THE DATA →

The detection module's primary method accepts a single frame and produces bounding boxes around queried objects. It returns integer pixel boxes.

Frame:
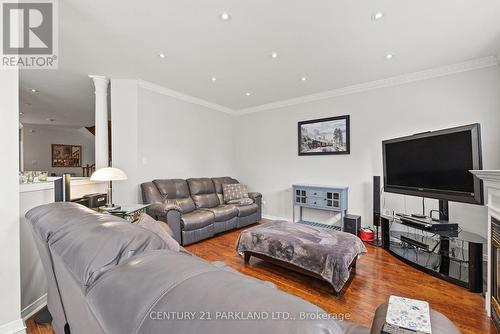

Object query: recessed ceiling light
[19,112,23,115]
[372,12,384,20]
[271,52,278,59]
[220,12,231,21]
[301,76,307,81]
[245,92,252,96]
[30,88,38,93]
[159,53,166,59]
[211,77,217,82]
[386,54,394,59]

WORK ITEM → Reproduce the listing exactly, images omitted.

WRITTEN ANSWER →
The detection module's primary method accepts a single frame and produces bounding boxes around queried objects. It returns integer pixel boxes.

Frame:

Object query: recessed ceiling light
[19,112,23,115]
[372,12,384,20]
[271,52,278,59]
[220,12,231,21]
[301,76,307,81]
[245,92,252,96]
[30,88,38,93]
[159,53,166,59]
[211,77,217,82]
[386,54,394,59]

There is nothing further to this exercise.